> _EXTRACTED INFORMATION_:
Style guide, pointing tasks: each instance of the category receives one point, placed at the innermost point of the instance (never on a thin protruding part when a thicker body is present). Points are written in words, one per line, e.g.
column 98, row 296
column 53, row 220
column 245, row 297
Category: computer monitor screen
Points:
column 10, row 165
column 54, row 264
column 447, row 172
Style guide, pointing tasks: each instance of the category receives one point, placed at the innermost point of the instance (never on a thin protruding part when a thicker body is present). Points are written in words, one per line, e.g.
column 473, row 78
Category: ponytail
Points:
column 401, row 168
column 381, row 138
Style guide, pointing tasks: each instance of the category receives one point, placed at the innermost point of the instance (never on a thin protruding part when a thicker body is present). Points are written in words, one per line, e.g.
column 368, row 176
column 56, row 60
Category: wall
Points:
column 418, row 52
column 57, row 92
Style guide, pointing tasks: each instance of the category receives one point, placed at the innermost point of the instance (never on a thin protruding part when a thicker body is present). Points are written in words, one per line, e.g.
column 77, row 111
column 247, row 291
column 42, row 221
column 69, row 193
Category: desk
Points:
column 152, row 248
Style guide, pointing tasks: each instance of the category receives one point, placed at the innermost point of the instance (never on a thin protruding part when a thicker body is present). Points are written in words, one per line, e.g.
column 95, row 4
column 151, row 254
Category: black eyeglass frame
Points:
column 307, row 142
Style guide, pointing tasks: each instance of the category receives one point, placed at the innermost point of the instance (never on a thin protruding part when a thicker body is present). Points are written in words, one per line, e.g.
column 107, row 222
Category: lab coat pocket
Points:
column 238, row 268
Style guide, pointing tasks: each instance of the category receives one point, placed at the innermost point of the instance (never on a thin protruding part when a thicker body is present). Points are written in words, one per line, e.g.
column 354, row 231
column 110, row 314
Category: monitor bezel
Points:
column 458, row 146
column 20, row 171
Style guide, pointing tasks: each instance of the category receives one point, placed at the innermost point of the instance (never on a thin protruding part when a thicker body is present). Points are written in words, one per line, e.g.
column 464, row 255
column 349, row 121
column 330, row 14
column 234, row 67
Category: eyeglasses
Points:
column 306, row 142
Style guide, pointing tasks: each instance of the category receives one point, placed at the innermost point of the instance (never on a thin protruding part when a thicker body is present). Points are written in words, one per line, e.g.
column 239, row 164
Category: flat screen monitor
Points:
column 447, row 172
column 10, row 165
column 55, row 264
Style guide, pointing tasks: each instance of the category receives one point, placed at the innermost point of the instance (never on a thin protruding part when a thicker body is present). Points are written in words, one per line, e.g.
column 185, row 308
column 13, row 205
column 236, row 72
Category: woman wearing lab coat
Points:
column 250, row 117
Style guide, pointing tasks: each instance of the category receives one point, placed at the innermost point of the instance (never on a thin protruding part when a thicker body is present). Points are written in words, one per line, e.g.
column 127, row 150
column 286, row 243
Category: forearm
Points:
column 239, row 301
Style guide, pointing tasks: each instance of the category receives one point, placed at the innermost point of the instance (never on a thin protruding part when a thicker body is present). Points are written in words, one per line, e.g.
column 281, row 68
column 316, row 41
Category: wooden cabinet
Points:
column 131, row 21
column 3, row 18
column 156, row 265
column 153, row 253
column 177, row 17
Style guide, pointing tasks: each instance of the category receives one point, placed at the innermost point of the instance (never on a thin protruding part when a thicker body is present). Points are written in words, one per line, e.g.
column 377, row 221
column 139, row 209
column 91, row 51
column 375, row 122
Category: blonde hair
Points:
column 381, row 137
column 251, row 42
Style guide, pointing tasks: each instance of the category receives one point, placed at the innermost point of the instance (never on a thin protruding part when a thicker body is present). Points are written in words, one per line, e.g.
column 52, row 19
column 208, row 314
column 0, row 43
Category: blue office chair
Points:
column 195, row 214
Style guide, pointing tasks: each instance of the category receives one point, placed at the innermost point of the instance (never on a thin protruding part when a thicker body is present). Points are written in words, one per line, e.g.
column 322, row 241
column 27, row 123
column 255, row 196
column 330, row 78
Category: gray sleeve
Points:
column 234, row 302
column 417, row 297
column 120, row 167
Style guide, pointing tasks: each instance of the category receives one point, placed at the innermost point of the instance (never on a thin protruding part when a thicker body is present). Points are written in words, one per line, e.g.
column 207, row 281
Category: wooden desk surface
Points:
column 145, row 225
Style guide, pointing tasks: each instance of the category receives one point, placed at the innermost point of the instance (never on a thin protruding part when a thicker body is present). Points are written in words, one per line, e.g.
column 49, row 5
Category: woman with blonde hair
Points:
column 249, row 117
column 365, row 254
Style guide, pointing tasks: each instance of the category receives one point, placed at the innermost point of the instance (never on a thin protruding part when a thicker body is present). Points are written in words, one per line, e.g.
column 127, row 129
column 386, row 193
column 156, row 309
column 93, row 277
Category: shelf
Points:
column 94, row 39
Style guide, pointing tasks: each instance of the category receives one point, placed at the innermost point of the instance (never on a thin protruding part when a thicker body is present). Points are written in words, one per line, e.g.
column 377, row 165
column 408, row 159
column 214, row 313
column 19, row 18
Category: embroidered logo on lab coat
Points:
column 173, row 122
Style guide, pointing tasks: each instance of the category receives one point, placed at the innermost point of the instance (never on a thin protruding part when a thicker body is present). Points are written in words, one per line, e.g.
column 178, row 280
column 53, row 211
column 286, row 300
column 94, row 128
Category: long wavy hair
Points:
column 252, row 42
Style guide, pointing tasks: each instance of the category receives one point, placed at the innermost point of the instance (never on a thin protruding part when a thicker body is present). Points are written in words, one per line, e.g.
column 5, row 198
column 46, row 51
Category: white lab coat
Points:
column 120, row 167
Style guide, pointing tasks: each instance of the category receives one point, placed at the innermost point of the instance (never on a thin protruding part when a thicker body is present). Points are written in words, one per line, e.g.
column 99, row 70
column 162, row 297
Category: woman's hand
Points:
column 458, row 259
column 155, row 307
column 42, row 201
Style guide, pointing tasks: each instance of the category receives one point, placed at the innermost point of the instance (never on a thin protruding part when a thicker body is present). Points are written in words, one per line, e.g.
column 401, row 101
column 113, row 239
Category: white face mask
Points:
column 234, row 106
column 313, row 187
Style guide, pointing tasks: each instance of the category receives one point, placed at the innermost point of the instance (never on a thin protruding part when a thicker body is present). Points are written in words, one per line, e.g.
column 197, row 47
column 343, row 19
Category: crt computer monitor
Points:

> _EXERCISE DETAILS_:
Write out the whole listing once more, exactly as it reads.

> _EXERCISE OUTPUT_:
Style guide, pointing tasks: each instance of the category receives one point, placed at the innermost point of the instance (never on a thin protruding part when a thicker body is present). Points are written in words, one per line, e.g.
column 98, row 296
column 53, row 220
column 245, row 297
Category: computer monitor screen
Points:
column 10, row 165
column 54, row 264
column 447, row 172
Style guide, pointing tasks: each instance of the category receives one point, placed at the innermost point of the instance (never on a thin protruding part when a thicker body is present). Points are written in words, one per line, e.g.
column 473, row 78
Category: ponytail
Points:
column 401, row 168
column 381, row 138
Style guide, pointing tasks: each instance of the category receives one point, placed at the innermost point of the instance (never on a thin protruding part when a thicker body is present). Points are written in words, one per line, e.g.
column 368, row 176
column 56, row 60
Category: wall
Points:
column 418, row 52
column 57, row 92
Style guide, pointing tasks: each instance of the category receives one point, placed at the innermost point of the instance (never on a thin protruding part when a thicker body is present). Points are written in words, one per line, e.g.
column 77, row 111
column 247, row 291
column 42, row 221
column 69, row 193
Category: desk
Points:
column 152, row 248
Style guide, pointing tasks: each instance of the category receives one point, placed at the innermost point of the instance (never on a thin protruding part when a thicker body is present). Points are written in words, one per line, e.g.
column 95, row 4
column 151, row 254
Category: black eyeglass frame
Points:
column 307, row 142
Style guide, pointing tasks: each instance of the category receives one point, placed at the innermost point of the instance (never on a thin protruding part when a thicker body is present). Points are written in words, one per line, e.g.
column 107, row 222
Category: lab coat pocket
Points:
column 238, row 268
Style guide, pointing tasks: each instance of the category receives one point, placed at the innermost point of the instance (never on a thin protruding part when a thicker body is present). Points are written in words, one per line, e.g.
column 354, row 231
column 110, row 314
Category: monitor bezel
Points:
column 458, row 146
column 20, row 171
Style guide, pointing tasks: each instance of the category receives one point, placed at the innermost point of the instance (never on a thin protruding part when a thicker body is present). Points are written in words, one per line, e.g.
column 464, row 255
column 349, row 121
column 330, row 14
column 234, row 67
Category: eyeglasses
Points:
column 306, row 142
Style guide, pointing tasks: each instance of the category receives one point, placed at the innermost point of the instance (never on a thin protruding part when a thicker body is present). Points are written in words, one per line, e.g.
column 239, row 164
Category: flat screen monitor
Points:
column 447, row 172
column 10, row 165
column 55, row 264
Style guide, pointing tasks: each instance of the category receives one point, placed at the innermost point of the instance (never on a thin protruding part when a thicker body is present). Points are written in words, one per line, e.g.
column 185, row 308
column 13, row 205
column 236, row 72
Category: woman wearing lab coat
Points:
column 250, row 117
Style guide, pointing tasks: each instance of the category receives one point, placed at the innermost point of the instance (never on a thin protruding part when a thicker body is present). Points are written in words, one per line, e.g.
column 127, row 150
column 286, row 243
Category: forearm
Points:
column 239, row 301
Style guide, pointing tasks: each instance of the category receives one point, placed at the innermost point of the instance (never on a thin protruding part when a thicker body is present). Points are written in words, one per line, e.g.
column 281, row 68
column 316, row 41
Category: wooden cabinet
Points:
column 131, row 21
column 3, row 18
column 156, row 265
column 153, row 253
column 177, row 17
Style guide, pointing tasks: each instance of the category receives one point, placed at the innermost point of the instance (never on a thin protruding part when a thicker body is present). Points are written in words, one per line, e.g.
column 377, row 221
column 139, row 209
column 91, row 51
column 375, row 122
Category: blonde hair
Points:
column 381, row 137
column 251, row 42
Style guide, pointing tasks: each instance of the category receives one point, placed at the innermost point of the instance (never on a thin protruding part when a thicker body is present). Points are written in words, one per line, e.g.
column 52, row 19
column 208, row 314
column 0, row 43
Category: blue office chair
Points:
column 195, row 214
Style guide, pointing tasks: each instance of the category receives one point, placed at the innermost point of the instance (never on a thin protruding part when a thicker body is present). Points are written in words, one per line, e.g.
column 322, row 241
column 27, row 123
column 255, row 196
column 330, row 78
Category: gray sleeve
Points:
column 234, row 302
column 417, row 297
column 120, row 167
Style guide, pointing tasks: each instance of the category receives one point, placed at the innermost point of the instance (never on a thin protruding part when a thicker body is present). Points are written in words, one per line, e.g.
column 207, row 281
Category: wooden desk surface
Points:
column 145, row 225
Style guide, pointing tasks: each instance of the category receives one point, placed at the innermost point of the instance (never on a thin protruding part when a thicker body is present). Points are written in words, one per line, e.g.
column 49, row 5
Category: woman with blonde hair
Points:
column 249, row 117
column 365, row 254
Style guide, pointing tasks: each instance of the category receives one point, placed at the innermost point of the instance (never on a thin protruding part when a thicker body is present). Points are written in words, one per line, e.g.
column 127, row 129
column 386, row 193
column 156, row 309
column 93, row 277
Category: shelf
Points:
column 94, row 39
Style guide, pointing tasks: each instance of the category receives one point, placed at the innermost point of the instance (never on a thin protruding part when a thicker body is present). Points are written in words, one per line, e.g.
column 377, row 165
column 408, row 159
column 214, row 313
column 19, row 18
Category: embroidered logo on lab coat
Points:
column 173, row 122
Style guide, pointing tasks: each instance of the category receives one point, placed at the innermost point of the instance (never on a thin protruding part when a thicker body is present). Points are written in words, one per line, e.g.
column 178, row 280
column 53, row 211
column 286, row 300
column 94, row 128
Category: long wavy hair
Points:
column 252, row 42
Style guide, pointing tasks: each instance of the category receives one point, placed at the innermost point of the instance (never on a thin protruding part when a thicker body is present). Points are written in words, one per line, e.g.
column 5, row 198
column 46, row 51
Category: white lab coat
Points:
column 120, row 167
Style guide, pointing tasks: each instance of the category receives one point, placed at the innermost point of the instance (never on a thin protruding part when a thicker body is present). Points are written in words, one per line, e.g.
column 99, row 70
column 162, row 297
Category: woman's hand
Points:
column 458, row 259
column 155, row 307
column 42, row 201
Style guide, pointing tasks: each instance of the category receives one point, placed at the innermost point of the instance (never on a thin protruding part when a thicker body is present). Points are written in words, one per line, e.g.
column 401, row 101
column 113, row 239
Category: white face mask
Points:
column 234, row 106
column 313, row 187
Style guide, pointing tasks: each instance of the category receives one point, placed at the innermost point of the instance (never on a thin protruding part when a thicker body is present). Points are written in words, one per line, e.g.
column 197, row 47
column 343, row 19
Category: crt computer monitor
Points:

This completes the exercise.